======== Extracted records

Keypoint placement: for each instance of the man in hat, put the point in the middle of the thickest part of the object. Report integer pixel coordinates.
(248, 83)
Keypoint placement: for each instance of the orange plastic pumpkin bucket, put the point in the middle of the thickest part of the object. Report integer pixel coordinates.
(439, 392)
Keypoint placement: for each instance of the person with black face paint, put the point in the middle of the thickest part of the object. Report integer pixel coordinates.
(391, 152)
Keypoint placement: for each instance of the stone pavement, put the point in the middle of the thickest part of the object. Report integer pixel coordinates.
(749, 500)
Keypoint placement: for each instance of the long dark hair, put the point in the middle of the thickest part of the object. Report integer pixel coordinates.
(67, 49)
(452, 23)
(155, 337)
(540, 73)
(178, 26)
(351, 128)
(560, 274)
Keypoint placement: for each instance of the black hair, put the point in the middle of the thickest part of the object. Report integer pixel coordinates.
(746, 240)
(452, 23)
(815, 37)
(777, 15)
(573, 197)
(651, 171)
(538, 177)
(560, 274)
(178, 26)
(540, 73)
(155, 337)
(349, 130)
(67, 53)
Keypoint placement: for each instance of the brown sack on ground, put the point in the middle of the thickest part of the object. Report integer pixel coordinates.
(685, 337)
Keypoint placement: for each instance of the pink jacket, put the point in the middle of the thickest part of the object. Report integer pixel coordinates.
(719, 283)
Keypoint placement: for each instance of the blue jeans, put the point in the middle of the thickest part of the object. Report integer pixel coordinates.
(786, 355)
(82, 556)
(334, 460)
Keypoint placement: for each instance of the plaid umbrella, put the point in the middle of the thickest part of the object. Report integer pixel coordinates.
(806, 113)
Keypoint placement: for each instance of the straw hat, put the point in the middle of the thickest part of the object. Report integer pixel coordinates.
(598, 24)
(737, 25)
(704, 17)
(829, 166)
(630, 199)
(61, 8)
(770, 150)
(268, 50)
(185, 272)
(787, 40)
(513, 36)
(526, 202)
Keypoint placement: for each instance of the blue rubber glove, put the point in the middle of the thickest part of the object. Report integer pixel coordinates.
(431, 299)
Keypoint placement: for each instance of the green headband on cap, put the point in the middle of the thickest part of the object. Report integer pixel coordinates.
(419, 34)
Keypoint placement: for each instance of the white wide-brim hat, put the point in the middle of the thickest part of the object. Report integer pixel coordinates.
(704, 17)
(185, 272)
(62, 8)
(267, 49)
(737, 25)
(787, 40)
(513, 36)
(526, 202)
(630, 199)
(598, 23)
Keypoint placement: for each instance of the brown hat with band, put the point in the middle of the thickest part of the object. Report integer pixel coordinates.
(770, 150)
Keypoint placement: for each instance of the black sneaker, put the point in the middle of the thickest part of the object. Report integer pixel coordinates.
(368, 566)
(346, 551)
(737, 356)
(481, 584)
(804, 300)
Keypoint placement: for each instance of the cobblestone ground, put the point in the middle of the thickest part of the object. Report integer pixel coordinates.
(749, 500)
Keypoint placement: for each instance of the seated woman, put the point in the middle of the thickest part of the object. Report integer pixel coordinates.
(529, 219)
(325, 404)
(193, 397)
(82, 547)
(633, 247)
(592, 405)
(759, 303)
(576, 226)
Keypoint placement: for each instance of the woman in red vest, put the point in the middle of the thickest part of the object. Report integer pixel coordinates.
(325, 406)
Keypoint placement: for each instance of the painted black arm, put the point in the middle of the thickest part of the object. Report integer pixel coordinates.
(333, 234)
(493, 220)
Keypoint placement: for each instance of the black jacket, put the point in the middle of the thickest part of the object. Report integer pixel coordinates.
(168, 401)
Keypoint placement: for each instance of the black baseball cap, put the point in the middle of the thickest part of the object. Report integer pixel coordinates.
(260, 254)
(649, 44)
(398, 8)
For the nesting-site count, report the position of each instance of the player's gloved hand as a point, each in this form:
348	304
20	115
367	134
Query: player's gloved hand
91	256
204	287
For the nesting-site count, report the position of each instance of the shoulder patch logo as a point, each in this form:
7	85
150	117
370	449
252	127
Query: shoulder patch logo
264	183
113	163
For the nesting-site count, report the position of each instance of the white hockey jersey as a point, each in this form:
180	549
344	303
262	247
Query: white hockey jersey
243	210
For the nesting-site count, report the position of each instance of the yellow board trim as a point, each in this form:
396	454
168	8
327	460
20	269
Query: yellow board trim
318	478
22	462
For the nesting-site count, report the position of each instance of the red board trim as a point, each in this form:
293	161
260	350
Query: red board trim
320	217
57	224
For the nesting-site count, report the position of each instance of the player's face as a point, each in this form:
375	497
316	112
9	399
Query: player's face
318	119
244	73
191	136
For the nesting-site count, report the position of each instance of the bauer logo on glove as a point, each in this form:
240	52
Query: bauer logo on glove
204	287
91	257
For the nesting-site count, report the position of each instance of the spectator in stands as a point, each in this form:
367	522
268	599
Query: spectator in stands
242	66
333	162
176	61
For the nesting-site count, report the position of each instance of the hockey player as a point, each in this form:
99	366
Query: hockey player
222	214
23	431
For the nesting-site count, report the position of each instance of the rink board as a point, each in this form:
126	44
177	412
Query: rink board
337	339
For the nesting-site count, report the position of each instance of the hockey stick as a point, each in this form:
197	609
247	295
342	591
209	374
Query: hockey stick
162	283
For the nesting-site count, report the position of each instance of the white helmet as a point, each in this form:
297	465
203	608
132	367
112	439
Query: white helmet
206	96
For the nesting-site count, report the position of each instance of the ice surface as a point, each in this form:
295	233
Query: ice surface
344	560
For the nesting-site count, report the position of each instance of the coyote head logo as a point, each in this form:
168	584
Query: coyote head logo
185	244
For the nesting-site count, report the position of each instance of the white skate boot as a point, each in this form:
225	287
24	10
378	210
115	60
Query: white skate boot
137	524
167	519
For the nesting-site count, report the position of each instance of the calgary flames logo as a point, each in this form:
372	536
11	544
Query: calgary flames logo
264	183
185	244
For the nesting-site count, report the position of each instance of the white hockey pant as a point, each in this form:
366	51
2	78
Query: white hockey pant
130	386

================

> _Problem requirements_
Using the entries above, give again each line from the one containing "Query: white helmet" through the last line, exactly and only those.

> _Result of the exercise_
Query: white helmet
206	96
For the nesting-site count, report the position of each instance of the ice surface as a point, each in this form:
295	233
Query: ice surface
344	560
For the nesting-site count, report the position of each instance of the coyote head logo as a point, each in this form:
168	584
Query: coyote head logo
185	244
For the nesting-site count, report the position of each instance of the white skate boot as a point, each in this form:
225	287
24	10
378	210
115	60
Query: white skate boot
137	524
167	519
For the nesting-site count, report the position of each instance of the calgary flames logo as a point, each in this form:
372	536
11	544
Query: calgary flames logo
264	183
185	244
For the nesting-site count, report the position of each instance of the white hockey pant as a point, each in this form:
366	51
2	78
Query: white hockey pant
130	386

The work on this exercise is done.